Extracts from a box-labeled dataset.
======

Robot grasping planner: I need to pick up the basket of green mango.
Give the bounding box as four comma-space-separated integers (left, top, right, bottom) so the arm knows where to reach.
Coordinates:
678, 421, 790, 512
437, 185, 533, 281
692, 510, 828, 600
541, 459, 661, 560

======

Repeat the data above line for line, keeping every character the same.

Robot grasping planner: I need to pick up the basket of green mango.
Give the bounding box as four comma-space-separated integers (left, top, right, bottom) so the arm knows where to reach.
Coordinates:
678, 421, 790, 512
437, 185, 533, 281
692, 510, 828, 600
541, 459, 661, 560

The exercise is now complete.